╭──
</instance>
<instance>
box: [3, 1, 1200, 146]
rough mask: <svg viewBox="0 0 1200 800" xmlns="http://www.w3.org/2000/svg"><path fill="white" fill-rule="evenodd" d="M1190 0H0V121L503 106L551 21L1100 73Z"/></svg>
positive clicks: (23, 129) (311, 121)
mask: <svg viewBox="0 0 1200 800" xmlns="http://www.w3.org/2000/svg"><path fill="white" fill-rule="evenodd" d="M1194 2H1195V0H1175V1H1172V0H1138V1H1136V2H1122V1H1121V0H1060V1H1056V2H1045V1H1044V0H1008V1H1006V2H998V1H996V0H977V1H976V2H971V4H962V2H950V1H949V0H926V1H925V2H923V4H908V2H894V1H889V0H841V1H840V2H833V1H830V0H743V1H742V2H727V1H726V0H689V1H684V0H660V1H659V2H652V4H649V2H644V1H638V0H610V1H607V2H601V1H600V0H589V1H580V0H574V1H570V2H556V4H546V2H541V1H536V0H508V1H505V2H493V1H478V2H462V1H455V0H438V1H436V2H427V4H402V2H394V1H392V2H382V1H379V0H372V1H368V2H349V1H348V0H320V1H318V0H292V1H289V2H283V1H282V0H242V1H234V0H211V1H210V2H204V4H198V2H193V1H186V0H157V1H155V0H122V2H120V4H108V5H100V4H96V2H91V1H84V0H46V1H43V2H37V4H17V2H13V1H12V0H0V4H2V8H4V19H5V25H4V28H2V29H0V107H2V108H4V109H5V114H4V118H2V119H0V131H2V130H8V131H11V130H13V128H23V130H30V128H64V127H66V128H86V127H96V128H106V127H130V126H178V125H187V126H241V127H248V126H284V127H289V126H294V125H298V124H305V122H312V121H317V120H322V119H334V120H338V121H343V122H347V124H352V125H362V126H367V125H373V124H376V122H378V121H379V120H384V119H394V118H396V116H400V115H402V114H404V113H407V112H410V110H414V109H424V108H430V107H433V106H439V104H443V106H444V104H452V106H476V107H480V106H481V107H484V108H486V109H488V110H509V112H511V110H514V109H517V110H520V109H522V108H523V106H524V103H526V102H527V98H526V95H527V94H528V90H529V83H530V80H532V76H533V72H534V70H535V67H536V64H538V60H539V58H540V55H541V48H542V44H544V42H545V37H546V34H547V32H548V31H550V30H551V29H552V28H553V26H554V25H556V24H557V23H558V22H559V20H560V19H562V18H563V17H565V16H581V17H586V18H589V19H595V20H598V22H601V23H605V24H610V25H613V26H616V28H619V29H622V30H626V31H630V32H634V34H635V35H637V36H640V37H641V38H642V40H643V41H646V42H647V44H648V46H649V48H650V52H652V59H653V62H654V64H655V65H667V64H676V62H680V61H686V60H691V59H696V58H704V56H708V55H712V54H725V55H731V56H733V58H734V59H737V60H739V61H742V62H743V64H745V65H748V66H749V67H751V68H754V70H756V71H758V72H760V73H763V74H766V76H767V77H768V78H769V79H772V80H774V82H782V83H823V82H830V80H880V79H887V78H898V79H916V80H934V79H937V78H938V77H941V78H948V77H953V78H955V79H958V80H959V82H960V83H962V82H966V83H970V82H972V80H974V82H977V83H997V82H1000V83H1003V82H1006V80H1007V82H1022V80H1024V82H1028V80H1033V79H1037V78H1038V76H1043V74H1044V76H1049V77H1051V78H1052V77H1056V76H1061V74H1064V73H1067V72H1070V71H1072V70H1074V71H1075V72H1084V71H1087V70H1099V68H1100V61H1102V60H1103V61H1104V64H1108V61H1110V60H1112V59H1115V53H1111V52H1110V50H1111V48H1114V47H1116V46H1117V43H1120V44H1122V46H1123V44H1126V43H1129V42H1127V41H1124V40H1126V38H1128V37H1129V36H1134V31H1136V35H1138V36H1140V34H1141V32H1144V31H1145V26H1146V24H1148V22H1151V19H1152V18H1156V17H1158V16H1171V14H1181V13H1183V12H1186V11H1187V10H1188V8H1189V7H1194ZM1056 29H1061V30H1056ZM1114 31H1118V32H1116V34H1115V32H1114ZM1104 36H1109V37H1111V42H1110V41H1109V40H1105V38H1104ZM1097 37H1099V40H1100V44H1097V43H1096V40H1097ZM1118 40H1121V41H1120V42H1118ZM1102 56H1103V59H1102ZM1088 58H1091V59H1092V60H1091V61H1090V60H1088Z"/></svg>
╰──
◆ **What you are asked to do**
Every entry above should be transcribed exactly as it appears.

◆ **Exercise output**
</instance>
<instance>
box: [3, 1, 1200, 146]
rough mask: <svg viewBox="0 0 1200 800" xmlns="http://www.w3.org/2000/svg"><path fill="white" fill-rule="evenodd" d="M1190 0H0V121L503 106L551 21L1100 73Z"/></svg>
positive clicks: (23, 129) (311, 121)
mask: <svg viewBox="0 0 1200 800" xmlns="http://www.w3.org/2000/svg"><path fill="white" fill-rule="evenodd" d="M1194 2H1195V0H1175V1H1172V0H1138V1H1136V2H1122V1H1121V0H1060V1H1056V2H1045V1H1044V0H1008V1H1006V2H998V1H996V0H977V1H976V2H971V4H962V2H950V1H949V0H926V1H925V2H923V4H908V2H894V1H889V0H841V1H840V2H833V1H830V0H743V1H742V2H727V1H726V0H689V1H684V0H660V1H659V2H652V4H649V2H644V1H638V0H610V1H607V2H601V1H600V0H589V1H580V0H574V1H570V2H556V4H546V2H541V1H536V0H508V1H505V2H493V1H478V2H462V1H455V0H438V1H436V2H427V4H402V2H394V1H392V2H382V1H379V0H372V1H368V2H349V1H348V0H320V1H318V0H292V1H289V2H283V1H282V0H242V1H234V0H211V1H210V2H204V4H198V2H193V1H186V0H157V1H155V0H122V2H120V4H108V5H100V4H96V2H91V1H84V0H46V1H43V2H37V4H17V2H13V1H12V0H0V4H2V8H4V19H5V25H4V28H2V29H0V107H2V108H4V109H5V114H4V118H2V119H0V131H2V130H8V131H11V130H13V128H23V130H30V128H64V127H66V128H86V127H96V128H106V127H130V126H178V125H187V126H241V127H248V126H284V127H289V126H294V125H298V124H305V122H312V121H317V120H322V119H334V120H338V121H343V122H347V124H352V125H362V126H367V125H373V124H376V122H378V121H379V120H384V119H394V118H396V116H400V115H402V114H404V113H407V112H410V110H414V109H424V108H430V107H433V106H439V104H443V106H444V104H452V106H476V107H480V106H481V107H484V108H486V109H488V110H509V112H511V110H514V109H517V110H520V109H522V108H523V106H524V103H526V102H527V98H526V95H527V94H528V90H529V83H530V80H532V76H533V72H534V70H535V67H536V64H538V60H539V58H540V55H541V48H542V44H544V42H545V37H546V34H547V32H548V31H550V30H551V29H552V28H553V26H554V25H556V24H557V23H558V22H559V20H560V19H562V18H563V17H565V16H581V17H586V18H589V19H595V20H598V22H601V23H605V24H610V25H613V26H616V28H619V29H622V30H626V31H630V32H634V34H635V35H637V36H640V37H641V38H642V40H643V41H646V42H647V44H648V46H649V48H650V52H652V59H653V62H654V64H655V65H667V64H676V62H680V61H686V60H691V59H696V58H704V56H708V55H712V54H725V55H731V56H733V58H734V59H737V60H739V61H742V62H743V64H745V65H748V66H749V67H751V68H754V70H756V71H758V72H760V73H763V74H766V76H767V77H768V78H769V79H772V80H774V82H782V83H823V82H830V80H880V79H887V78H898V79H916V80H934V79H937V78H938V77H941V78H948V77H953V78H955V79H958V80H959V82H960V83H962V82H966V83H970V82H972V80H974V82H977V83H997V82H1000V83H1003V82H1006V80H1007V82H1022V80H1024V82H1028V80H1033V79H1037V78H1038V76H1043V74H1044V76H1049V77H1051V78H1052V77H1056V76H1061V74H1064V73H1067V72H1070V71H1072V70H1074V71H1075V72H1084V71H1087V70H1099V68H1100V61H1102V60H1103V61H1104V64H1108V61H1110V60H1112V59H1115V53H1111V52H1110V50H1111V48H1114V47H1116V46H1117V43H1120V44H1122V46H1123V44H1126V43H1129V42H1127V41H1124V40H1126V38H1128V37H1129V36H1134V31H1136V35H1138V36H1140V34H1141V32H1144V31H1145V26H1146V24H1148V22H1151V19H1152V18H1156V17H1158V16H1171V14H1181V13H1183V12H1186V11H1187V10H1188V8H1189V7H1194ZM1056 29H1061V30H1056ZM1114 31H1118V32H1116V34H1115V32H1114ZM1104 36H1109V37H1111V42H1110V41H1109V40H1105V38H1104ZM1097 37H1099V40H1100V44H1097V43H1096V40H1097ZM1118 40H1121V41H1120V42H1118ZM1102 56H1103V59H1102ZM1088 58H1091V59H1092V60H1091V61H1090V60H1088Z"/></svg>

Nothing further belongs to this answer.